BRIEF: Write a continuation of the paper on lithium phosphate chemical gardens, beginning right after its last sentence.

DOI:
10.1039/D1SM01808F
(Paper)
Soft Matter, 2022,
18, 1731-1736
Formation and growth of lithium phosphate chemical gardens
Received
23rd December 2021
, Accepted 1st February 2022
First published on 2nd February 2022
Abstract
We show that a chemical garden can be developed from an alkaline metal precipitate using a flow-driven setup. By injecting sodium phosphate solution into lithium chloride solution from below, a liquid jet appears, on which a precipitate grows forming a structure resembling a hydrothermal vent. The precipitate column continuously builds upward until a maximum height is reached. The vertical growth then significantly slows down while the tube diameter still increases. The analysis of the growth profiles has revealed a linear dependence of volume growth rate on the injection rate, hence yielding a universal growth profile. The expansion in diameter, localized at the tip of the structure, scales with a power law suggesting that the phenomenon is controlled by both diffusion and convection.
1 Introduction
Chemical gardens, the inanimate plant-like formations discovered by Johann Glauber in 1646, result upon placing transition metal salt crystals in water glass.1 Researchers over the ages have been fascinated with these chemical structures, and numerous studies have been conducted in order to seek an explanation for their evolution (for a review see Barge et al.2) and to explain their possible connection to the origin of life here on Earth.3–5 One of these attempts has been made by mimicking the conditions of a soda-type ocean found on Enceladus (Saturn's moon) in the laboratory.6 This chemical garden phenomenon has been discovered to occur in nature as hydrothermal vents or chimneys7–10 and rusts on metals.11,12 Scientists are now focusing on the formation mechanism,13 growth behavior,14 periodic membrane rupture,15 surface instabilities16 or even pattern formation17,18 and its dynamics in thin solution layer.19,20
The fascination with chemical gardens has not stopped within the Earth's ground gravity. Buoyancy-aided growth coupled with osmosis occurs for the chemical garden grown under the influence of Earth's gravitational field, leading to the formation of upward growing structures.2 In microgravity, on the other hand, the presence of buoyancy is eliminated resulting in the development of randomly oriented chemical garden structures through the action of forced convection and osmosis instead.21,22
As part of its applications, chemical garden tubes have considerable electrochemical potential differences across them and could be harnessed for electric current generation.23,24 A sufficient amount of energy can be obtained when an alkaline solution of sodium sulfide, sodium hydroxide and methanol was injected into an acidic solution of iron (II) and (III) chloride and sodium nitrate, and linking several cells in series. The electric current generated from this setup is sufficient to light an LED.25 Chemical garden structures can also serve as a flow-through reactor.26 By forging a chemical garden structure from a catalytic material, it could offer a surface for the reactants to adsorb and be transformed in the process. This method might not be easy to handle due to the lack of rigidity of the tubes retrieved, but its application could open a vast universe into the study of catalysis.27 In this chemobrionic approach, the growing chemical structures also provide an opportunity for the fabrication of functional materials28 such as gradient composites29,30 or quantum dots,31 to name a few.

DATA EXCERPT:

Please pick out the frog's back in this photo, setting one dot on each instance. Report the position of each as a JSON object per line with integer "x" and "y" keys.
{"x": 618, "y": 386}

ANSWER FOR THE TASK:
The preparation of a macroscopic self-assembled chemical structure stems from the appearance of a reasonable chemical gradient, which continuously induces precipitation, its dissolution, osmosis, diffusion and other transport processes. One method to achieve the growth of a chemical garden is the solid-in-liquid method consisting of a pellet or solid salt seeds from one of the ions placed in the solution of the other ion.6,32 The other method involves a liquid-in-liquid system, where a solution of one of the ions is injected into the solution of the other ion, leading to the formation of a concentration gradient generated by flow, and the evolution of a chemical structure.16,33–35 The advantage of the latter is the possibility of precise characterization of the structural development. Recently, an extension of this technique has utilized an interface of a liquid in contact with a gel containing one of the reactants, which can lead to thin precipitate tubes.36,37
In our study, we will demonstrate that chemical gardens can evolve from an alkaline metal precipitate and will characterize their growth.
2 Experimental
We prepared a solution of 6 mol dm−3 LiCl and poured 6 mL into a cuvette of 1 cm × 1 cm × 10 cm dimension. Using a syringe pump (KD Scientific), 0.6 mol dm−3 Na3PO4 solution was pumped into the LiCl solution through a 0.4 mm internal diameter needle with the injection rate set in the range of 0.01–0.05 mL min−1. Several tests involved a larger square container with 3 cm width, or the reverse configuration where LiCl solution was pumped into the stagnant Na3PO4 solution. The changes inside the cuvette were monitored with a digital camera (see Fig. 1), saving side-view images every 5 s for a period of 750 s. Each experiment was repeated about 8–10 times. The density and the viscosity of the solutions were measured using a digital density meter (Anton Paar DMA500) with 10−4 g cm−3 precision and a rotational viscometer (Anton Paar ViscoQC 300) with 1.0% precision, respectively.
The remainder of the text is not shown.